• **Detalles del problema**
Según el fragmento sobre la batalla del puente San Juan, ¿cuánto tiempo duró el cautiverio de Perusa?

• **Fragmento del documento**
---+---

Perusa se hallaba entonces en el apogeo de su grandeza y poder, y se apresuró a aprovechar la ocasión que se le ofrecía de adueñarse de Asís; envió, pues, sus ejércitos a favorecer a los sitiados nobles. Por su parte, los burgueses de Asís, lejos de cobardear, se aliaron con los pocos nobles que habían permanecido fieles a su ciudad natal y salieron al encuentro de los invasores. Ambos ejércitos trabaron combate en el valle que separa las dos ciudades, cerca del puente San Juan (Ponte San Giovanni). El éxito favoreció a los perusinos, y numerosos asisienses cayeron prisioneros, entre ellos nuestro Francisco, quien, por su posición social y sus maneras distinguidas, logró ser tratado como noble en la prisión. Idéntico tratamiento ordenaban muchas antiguas leyes comunales francesas que se diera a los «burgueses honorables».
La batalla del puente San Juan fue en 1202, y el cautiverio de Perusa duró un año entero, durante el cual Francisco mostró un ánimo tan alegre y regocijado, que era la admiración de sus compañeros; mientras éstos penaban, él no hacía más que cantar y decir donaires, y si alguien le echaba en cara tan extraña actitud, él contestaba: «¿No sabéis que me aguarda un grandioso porvenir y que vendrá un día en que todo el mundo me rendirá homenajes?» Empezaba ya a apuntar en él esa segura confianza en sus destinos, esa convicción serena del magnífico porvenir que le estaba reservado, en que todos sus biógrafos creen ver uno de los rasgos más sobresalientes del carácter de Francisco en los años de su juventud.

---+---

• **Datos para examinar**
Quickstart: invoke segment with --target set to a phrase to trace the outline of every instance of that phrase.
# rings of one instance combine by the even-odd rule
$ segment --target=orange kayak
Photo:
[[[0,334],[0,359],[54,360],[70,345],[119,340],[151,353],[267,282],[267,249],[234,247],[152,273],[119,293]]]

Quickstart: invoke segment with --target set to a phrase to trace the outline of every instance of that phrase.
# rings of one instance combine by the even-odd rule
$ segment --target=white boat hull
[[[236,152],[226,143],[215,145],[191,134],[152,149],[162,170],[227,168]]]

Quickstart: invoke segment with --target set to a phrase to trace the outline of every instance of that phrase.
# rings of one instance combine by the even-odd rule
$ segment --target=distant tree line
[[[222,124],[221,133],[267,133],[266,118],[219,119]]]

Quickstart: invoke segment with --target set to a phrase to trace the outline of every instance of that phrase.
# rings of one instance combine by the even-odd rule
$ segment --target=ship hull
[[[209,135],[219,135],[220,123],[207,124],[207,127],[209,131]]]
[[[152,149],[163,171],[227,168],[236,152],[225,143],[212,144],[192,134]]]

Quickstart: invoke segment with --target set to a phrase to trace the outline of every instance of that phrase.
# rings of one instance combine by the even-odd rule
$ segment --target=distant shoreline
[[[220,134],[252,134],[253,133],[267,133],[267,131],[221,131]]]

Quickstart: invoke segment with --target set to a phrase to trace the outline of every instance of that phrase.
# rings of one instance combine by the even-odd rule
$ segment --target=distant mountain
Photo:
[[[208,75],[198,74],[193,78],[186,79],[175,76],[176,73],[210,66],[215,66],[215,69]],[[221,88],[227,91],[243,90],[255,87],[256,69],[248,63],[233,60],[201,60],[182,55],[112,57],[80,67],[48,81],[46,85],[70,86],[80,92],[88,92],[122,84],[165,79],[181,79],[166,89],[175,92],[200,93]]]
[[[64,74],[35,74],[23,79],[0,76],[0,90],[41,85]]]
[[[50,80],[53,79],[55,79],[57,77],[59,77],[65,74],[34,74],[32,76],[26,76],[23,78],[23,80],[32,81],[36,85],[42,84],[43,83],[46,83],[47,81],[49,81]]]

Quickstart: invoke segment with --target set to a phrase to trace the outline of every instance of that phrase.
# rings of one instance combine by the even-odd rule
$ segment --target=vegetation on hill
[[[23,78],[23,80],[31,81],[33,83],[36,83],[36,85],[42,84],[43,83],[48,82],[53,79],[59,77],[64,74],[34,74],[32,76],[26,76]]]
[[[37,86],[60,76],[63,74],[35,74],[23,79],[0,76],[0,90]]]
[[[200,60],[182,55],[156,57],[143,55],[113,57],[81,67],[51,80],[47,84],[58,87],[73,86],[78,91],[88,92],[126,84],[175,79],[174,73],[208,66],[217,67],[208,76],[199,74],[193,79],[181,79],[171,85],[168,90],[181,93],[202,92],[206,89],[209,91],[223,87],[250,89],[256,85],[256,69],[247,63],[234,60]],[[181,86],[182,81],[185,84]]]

---+---

• **Respuesta al problema**
Duró un año entero.